— Begin PASSAGE SHOWN —
Nope this ain’t a love story, but an analysis of this so called Love Game (err… actually I hate it when people treat love as a game).

Note: Before reading on… let me clarify this by saying that women should be treated with respect, must be given due affection, should be regarded as fragile vessels that must be well taken care of. In short I love women and women love me LOL… (joke lang). With that said, read on…

I’m writing this ‘coz I just got into a conversation with a co-worker of mine about man-woman relationship, courting, dating… mushy stuff like that. Anyway, we had some common perception on such things, so the conversation went on.

He calls his perceptions about love as “Mga Pananaw ni Dyobski” lol. But since I will be merging my own take on the topic, let us call them us “Mga Pananaw ng mga Anti-A.S.S. (Adam/Samson/Solomon)”.

Now for those that are not in the know, Samson, Adam and Solomon had one thing in common, they don’t have backbones. They were all willing to give in to the whims of women even if it will cost their integrity!

Despite of Samson being super strong, Solomon being the wisest man (past, present and future), and Adam having all things given to him by God they all allowed their woman (women; in the case of Solomon) make them do foolish things in the sight of God.
— End PASSAGE SHOWN —
— Begin STORED ROWS —
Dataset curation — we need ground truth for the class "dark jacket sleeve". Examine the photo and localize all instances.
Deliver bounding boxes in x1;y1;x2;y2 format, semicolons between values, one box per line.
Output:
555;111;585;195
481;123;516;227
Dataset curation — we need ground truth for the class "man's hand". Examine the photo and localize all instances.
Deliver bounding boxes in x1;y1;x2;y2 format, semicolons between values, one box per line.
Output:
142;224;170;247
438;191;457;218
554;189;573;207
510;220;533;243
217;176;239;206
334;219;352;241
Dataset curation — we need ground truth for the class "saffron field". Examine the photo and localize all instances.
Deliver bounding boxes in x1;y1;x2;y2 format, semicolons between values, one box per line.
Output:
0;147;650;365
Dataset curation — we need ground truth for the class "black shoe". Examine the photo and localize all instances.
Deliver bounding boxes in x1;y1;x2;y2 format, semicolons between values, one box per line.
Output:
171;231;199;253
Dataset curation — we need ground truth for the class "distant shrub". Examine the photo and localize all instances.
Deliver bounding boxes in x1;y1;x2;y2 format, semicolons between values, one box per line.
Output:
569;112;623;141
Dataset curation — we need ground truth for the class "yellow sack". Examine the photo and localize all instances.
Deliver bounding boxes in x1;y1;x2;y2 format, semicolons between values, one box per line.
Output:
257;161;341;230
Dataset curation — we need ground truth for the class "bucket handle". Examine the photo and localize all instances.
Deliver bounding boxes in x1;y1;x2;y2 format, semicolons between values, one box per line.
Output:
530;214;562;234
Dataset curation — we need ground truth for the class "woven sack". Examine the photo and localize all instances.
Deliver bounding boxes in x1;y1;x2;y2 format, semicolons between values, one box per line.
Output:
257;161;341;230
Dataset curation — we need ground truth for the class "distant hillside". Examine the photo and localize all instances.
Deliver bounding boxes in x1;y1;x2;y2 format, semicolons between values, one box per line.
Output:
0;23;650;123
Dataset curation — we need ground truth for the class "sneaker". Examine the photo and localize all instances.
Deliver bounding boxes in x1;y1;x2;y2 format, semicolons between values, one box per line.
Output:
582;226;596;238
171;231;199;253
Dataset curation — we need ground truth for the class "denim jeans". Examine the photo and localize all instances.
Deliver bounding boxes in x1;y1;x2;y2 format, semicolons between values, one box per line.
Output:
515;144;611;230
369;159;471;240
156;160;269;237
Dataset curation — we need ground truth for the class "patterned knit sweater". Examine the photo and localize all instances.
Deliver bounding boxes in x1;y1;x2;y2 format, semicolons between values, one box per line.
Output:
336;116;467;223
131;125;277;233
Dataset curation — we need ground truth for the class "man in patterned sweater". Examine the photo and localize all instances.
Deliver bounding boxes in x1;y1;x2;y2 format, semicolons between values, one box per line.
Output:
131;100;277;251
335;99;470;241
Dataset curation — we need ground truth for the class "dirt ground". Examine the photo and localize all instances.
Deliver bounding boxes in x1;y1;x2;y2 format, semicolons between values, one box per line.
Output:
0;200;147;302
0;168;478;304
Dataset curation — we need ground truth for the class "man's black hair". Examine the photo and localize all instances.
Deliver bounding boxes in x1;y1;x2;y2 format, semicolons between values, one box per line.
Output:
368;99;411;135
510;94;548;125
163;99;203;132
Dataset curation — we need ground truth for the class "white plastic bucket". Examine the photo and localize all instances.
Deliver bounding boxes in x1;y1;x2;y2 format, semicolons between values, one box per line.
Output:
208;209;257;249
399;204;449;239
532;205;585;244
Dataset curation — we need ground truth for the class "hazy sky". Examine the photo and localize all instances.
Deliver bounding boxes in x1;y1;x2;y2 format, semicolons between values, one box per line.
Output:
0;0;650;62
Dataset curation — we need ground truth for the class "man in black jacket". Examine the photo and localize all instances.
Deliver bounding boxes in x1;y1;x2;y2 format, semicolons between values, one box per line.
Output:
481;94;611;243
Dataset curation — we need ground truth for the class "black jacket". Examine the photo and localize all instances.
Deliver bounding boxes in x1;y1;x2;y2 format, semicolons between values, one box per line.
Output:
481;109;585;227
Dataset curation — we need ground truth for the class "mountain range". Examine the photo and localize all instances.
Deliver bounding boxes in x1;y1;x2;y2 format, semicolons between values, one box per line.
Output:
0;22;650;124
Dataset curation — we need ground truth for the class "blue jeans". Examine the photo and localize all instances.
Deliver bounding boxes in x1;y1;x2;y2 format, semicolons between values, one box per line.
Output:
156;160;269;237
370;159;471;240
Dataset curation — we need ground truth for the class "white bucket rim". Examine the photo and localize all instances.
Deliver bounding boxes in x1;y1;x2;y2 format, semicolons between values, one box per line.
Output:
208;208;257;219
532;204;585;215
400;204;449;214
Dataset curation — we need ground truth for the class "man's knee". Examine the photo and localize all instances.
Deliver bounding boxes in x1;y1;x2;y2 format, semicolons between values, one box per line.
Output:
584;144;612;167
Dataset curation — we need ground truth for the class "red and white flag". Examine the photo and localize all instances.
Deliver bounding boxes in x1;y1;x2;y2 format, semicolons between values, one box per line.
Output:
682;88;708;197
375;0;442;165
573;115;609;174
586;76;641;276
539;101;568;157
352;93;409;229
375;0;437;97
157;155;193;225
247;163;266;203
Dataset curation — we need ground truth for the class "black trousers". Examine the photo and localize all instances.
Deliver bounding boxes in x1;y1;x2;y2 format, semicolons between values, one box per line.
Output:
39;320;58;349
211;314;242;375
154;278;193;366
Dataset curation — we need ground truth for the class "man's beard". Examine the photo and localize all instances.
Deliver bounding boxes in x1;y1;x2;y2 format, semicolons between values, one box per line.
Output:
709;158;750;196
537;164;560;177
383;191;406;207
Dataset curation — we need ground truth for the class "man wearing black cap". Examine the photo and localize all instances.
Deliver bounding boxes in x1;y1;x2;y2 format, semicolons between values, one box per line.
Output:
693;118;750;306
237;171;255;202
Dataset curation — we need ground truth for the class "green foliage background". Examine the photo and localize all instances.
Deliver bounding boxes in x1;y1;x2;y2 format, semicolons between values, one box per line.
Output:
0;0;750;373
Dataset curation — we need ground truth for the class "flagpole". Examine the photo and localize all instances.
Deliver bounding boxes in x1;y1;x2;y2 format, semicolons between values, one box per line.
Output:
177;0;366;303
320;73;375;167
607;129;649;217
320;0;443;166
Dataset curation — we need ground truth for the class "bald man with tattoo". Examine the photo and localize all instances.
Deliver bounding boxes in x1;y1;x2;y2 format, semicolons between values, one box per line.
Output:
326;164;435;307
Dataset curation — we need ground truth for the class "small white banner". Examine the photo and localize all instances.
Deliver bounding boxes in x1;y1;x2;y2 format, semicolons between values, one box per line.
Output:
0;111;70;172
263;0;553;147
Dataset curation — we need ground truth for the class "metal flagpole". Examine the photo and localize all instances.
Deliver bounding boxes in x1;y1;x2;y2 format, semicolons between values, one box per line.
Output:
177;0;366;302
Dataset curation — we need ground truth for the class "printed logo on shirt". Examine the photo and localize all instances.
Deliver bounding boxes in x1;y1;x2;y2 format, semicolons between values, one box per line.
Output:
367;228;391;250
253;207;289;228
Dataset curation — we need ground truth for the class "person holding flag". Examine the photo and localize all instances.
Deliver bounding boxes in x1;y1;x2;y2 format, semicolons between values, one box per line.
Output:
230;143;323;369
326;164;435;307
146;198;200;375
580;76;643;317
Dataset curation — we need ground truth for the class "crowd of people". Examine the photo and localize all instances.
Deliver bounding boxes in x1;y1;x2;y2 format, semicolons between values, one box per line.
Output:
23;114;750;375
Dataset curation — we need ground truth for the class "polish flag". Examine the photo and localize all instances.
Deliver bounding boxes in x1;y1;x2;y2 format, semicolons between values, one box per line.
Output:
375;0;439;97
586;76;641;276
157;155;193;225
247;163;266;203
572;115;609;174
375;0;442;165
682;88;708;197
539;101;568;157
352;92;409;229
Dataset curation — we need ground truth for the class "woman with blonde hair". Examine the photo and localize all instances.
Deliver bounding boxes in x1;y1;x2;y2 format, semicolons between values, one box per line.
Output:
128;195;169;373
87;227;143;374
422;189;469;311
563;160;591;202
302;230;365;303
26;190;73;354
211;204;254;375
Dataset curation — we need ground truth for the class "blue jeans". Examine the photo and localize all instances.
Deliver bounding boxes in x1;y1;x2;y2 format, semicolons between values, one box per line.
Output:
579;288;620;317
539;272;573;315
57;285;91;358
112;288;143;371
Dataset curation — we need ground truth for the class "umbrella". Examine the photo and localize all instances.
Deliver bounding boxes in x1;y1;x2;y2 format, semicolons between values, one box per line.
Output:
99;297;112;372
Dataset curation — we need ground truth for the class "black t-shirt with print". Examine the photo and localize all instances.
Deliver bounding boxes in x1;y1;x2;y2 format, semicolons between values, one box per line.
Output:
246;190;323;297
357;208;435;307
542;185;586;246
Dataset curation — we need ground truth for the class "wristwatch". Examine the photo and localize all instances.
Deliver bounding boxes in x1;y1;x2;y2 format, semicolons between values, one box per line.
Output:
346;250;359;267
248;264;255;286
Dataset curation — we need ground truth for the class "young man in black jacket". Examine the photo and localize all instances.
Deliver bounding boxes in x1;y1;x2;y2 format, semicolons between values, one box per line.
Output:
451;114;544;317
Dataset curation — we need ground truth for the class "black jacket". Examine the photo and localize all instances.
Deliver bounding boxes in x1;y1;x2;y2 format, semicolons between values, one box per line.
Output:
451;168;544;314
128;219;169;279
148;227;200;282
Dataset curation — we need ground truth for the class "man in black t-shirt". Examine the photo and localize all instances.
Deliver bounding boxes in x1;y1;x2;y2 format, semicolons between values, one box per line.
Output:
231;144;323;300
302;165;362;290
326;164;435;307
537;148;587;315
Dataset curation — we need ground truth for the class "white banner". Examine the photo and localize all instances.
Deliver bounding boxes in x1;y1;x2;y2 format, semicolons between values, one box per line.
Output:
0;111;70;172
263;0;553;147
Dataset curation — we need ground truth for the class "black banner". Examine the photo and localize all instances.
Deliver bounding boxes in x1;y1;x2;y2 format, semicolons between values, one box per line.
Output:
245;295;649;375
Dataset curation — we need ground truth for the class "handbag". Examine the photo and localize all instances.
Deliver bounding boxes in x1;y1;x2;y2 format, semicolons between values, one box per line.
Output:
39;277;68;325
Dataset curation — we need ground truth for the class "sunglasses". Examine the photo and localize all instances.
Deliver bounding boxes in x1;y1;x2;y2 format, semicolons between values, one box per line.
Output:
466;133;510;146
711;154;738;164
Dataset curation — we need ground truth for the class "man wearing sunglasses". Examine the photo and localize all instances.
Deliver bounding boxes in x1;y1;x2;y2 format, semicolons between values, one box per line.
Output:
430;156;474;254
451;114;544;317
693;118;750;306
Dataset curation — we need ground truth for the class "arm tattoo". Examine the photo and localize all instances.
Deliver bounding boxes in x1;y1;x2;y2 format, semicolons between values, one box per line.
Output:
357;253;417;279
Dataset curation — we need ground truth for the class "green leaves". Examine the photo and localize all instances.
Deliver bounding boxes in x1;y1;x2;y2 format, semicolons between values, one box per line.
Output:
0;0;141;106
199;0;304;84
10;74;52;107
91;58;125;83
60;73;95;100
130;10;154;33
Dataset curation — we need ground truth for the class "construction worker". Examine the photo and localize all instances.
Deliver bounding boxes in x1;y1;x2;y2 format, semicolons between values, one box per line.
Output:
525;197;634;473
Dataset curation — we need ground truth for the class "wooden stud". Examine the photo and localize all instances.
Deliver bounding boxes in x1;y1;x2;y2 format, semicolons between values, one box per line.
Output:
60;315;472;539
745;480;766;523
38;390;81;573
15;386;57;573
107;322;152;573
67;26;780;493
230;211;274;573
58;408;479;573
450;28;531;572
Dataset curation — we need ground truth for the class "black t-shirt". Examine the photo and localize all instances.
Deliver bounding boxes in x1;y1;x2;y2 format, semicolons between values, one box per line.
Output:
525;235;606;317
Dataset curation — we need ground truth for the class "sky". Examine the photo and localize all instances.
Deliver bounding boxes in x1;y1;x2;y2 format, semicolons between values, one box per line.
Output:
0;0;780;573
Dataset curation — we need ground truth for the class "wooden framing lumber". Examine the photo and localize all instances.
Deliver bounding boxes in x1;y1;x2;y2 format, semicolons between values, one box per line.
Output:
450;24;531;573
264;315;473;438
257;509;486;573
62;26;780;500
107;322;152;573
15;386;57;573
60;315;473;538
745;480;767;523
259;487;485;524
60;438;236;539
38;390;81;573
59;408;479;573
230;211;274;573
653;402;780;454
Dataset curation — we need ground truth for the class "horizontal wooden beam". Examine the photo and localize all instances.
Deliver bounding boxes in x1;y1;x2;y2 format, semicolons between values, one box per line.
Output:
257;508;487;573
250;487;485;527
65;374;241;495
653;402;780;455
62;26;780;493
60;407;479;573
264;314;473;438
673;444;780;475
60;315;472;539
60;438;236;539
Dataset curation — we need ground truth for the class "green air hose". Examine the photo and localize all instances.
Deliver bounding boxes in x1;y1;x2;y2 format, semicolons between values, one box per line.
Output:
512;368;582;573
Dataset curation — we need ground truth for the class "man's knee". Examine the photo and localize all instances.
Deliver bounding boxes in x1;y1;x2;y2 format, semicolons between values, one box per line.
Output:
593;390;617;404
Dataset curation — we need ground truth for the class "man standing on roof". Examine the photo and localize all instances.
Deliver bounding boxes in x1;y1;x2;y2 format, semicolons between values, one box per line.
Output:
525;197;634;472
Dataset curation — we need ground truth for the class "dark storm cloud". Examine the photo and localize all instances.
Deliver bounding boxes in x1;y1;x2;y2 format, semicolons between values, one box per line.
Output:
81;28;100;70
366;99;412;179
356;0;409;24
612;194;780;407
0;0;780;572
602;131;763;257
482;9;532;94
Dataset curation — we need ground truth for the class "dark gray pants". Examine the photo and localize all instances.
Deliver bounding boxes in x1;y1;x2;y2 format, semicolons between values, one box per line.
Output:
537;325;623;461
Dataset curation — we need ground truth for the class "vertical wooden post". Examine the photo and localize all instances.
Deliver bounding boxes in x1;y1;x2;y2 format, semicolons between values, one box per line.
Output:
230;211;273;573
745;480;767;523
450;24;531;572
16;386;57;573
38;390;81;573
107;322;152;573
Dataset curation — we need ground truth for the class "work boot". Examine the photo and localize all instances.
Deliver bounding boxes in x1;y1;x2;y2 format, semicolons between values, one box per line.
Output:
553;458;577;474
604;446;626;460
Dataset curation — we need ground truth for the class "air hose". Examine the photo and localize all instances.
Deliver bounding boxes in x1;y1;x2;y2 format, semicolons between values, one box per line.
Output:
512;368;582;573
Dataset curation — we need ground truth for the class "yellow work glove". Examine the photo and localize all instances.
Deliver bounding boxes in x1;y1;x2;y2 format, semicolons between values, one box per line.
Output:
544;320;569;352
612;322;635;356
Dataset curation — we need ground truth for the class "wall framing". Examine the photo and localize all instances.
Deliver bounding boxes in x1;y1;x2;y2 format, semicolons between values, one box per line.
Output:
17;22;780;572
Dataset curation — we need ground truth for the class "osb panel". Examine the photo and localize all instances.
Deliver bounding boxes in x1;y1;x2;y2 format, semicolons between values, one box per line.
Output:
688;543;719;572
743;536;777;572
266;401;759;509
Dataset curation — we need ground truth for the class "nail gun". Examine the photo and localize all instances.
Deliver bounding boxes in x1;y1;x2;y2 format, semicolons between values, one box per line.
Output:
— End STORED ROWS —
### SET OF TASKS
(a) In the post about the so-called Love Game, why does the writer give the shared views a new name instead of keeping "Mga Pananaw ni Dyobski"? Answer in one to three sentences.
(b) Continue the post about the so-called Love Game from its last sentence, keeping its tone.

### RESULTS BY TASK
(a) The co-worker calls the views "Mga Pananaw ni Dyobski," but the writer will be merging a personal take on the topic with them. For that reason the combined views are called "Mga Pananaw ng mga Anti-A.S.S. (Adam/Samson/Solomon)."

(b)
Adam, the first wimp, had his shot, missed it, and its been downhill ever since. Just because an Angel Locsin look-a-like walked by, offered him to take a bite of the fruit, she didn’t even took much effort in convincing Adam!

What Adam should have said was, “Eve, forget that snake, or forget me.” But Adam was so into Eve, and the rest is bad history.

So if you decide to be converted into a religion just for the sake of some woman/man… then you my friend are playing with fire… a fire that is everlasting and never quenches.

The lesson; if the cost of her acceptance is your integrity or your soul, learn to say “No”.

Blinded Teary Eyes April 16, 2007

Posted by chazper in Relationship.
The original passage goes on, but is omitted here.